=== Article ===
-1

Need some help here. My code is working when I am crawling one category page via (scrapy.Spider). However when I try to scrape the next page of same category, it does not seems to goto next page and don't scrape at all.

Here is code

import scrapy
from scrapy import item
from scrapy.http import HtmlResponse,Response
import requests
from bs4 import BeautifulSoup
from scrapy.selector.unified import _response_from_text
from ..items import ScrapybooksspiderItem
class ScrapSpider(scrapy.Spider):
    name = 'scrapp'
    allowed_domains = ['books.toscrape.com']
    start_urls = ['http://books.toscrape.com/']

    def parse(self, response):
        categ=response.xpath('//div[@class="side_categories"]/ul[@class="nav nav-list"]/li/ul/li')
        # for category in  categ:
        Category_Name=categ.xpath('.//a[contains(text(),"Historical Fiction")]/text()').get().replace('\n',"").strip()
        Kategorylink=categ.xpath('.//a[contains(text(),"Historical Fiction")]/@href').get().replace('\n',"").strip()
        yield response.follow(Kategorylink,callback=self.info_parse,cb_kwargs={'category_name':Category_Name,'Category_link':Kategorylink})
===
Request:
Rewrite the stretch of the forum post that opens with "Need some help" and closes with "scrape at all.", changing "next page" to "following page" throughout. Work from the forum post alone, not from the lines.
=== Data lines ===
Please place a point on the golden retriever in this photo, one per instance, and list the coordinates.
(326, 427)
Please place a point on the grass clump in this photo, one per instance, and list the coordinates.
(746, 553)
===
Answer to the problem:
Need some help here. My code is working when I am crawling one category page via (scrapy.Spider). However when I try to scrape the following page of same category, it does not seems to goto following page and don't scrape at all.